→ **AIM OF THE EXERCISE**: Update the material below by replacing each "Sample output" with "Example format" and keeping everything else the same.
** Begin GIVEN RECORDS **
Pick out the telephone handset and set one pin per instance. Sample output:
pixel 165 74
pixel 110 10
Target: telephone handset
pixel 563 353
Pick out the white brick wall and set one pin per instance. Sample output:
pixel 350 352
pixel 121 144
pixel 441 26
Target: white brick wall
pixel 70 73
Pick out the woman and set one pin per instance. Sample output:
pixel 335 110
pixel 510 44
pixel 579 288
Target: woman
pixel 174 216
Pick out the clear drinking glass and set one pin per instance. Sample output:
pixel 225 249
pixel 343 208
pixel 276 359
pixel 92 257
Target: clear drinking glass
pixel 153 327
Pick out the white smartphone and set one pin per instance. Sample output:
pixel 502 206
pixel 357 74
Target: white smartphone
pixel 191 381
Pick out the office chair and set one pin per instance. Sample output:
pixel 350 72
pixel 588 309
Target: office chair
** End GIVEN RECORDS **
→ **CORRECT OUTPUT**:
Pick out the telephone handset and set one pin per instance. Example format:
pixel 165 74
pixel 110 10
Target: telephone handset
pixel 563 353
Pick out the white brick wall and set one pin per instance. Example format:
pixel 350 352
pixel 121 144
pixel 441 26
Target: white brick wall
pixel 70 73
Pick out the woman and set one pin per instance. Example format:
pixel 335 110
pixel 510 44
pixel 579 288
Target: woman
pixel 174 216
Pick out the clear drinking glass and set one pin per instance. Example format:
pixel 225 249
pixel 343 208
pixel 276 359
pixel 92 257
Target: clear drinking glass
pixel 153 327
Pick out the white smartphone and set one pin per instance. Example format:
pixel 502 206
pixel 357 74
Target: white smartphone
pixel 191 381
Pick out the office chair and set one pin per instance. Example format:
pixel 350 72
pixel 588 309
Target: office chair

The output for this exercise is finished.